INPUT DATA:

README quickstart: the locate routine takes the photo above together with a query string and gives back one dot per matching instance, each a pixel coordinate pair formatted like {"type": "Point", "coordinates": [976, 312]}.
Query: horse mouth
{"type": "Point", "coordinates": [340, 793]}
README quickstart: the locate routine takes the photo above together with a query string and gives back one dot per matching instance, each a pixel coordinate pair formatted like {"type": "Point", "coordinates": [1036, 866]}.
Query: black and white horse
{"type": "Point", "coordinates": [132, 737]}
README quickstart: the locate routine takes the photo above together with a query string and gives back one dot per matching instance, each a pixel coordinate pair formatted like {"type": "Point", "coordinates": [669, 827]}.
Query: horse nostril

EXERCISE DETAILS: Write the entries out once more, exactly as they appear.

RESULT:
README quickstart: the locate routine takes the photo above together with a query string and gives back one dot per matching instance, each a pixel coordinate pair formatted like {"type": "Point", "coordinates": [976, 312]}.
Query: horse mouth
{"type": "Point", "coordinates": [340, 793]}
README quickstart: the locate routine takes the photo above together with a query string and gives back one dot per matching instance, each a pixel coordinate pair formatted like {"type": "Point", "coordinates": [1036, 866]}.
Query: black and white horse
{"type": "Point", "coordinates": [132, 737]}
README quickstart: the locate routine takes the photo above together with a query string and gives back one dot per matching instance, each a pixel coordinate pair formatted like {"type": "Point", "coordinates": [669, 827]}.
Query: horse nostril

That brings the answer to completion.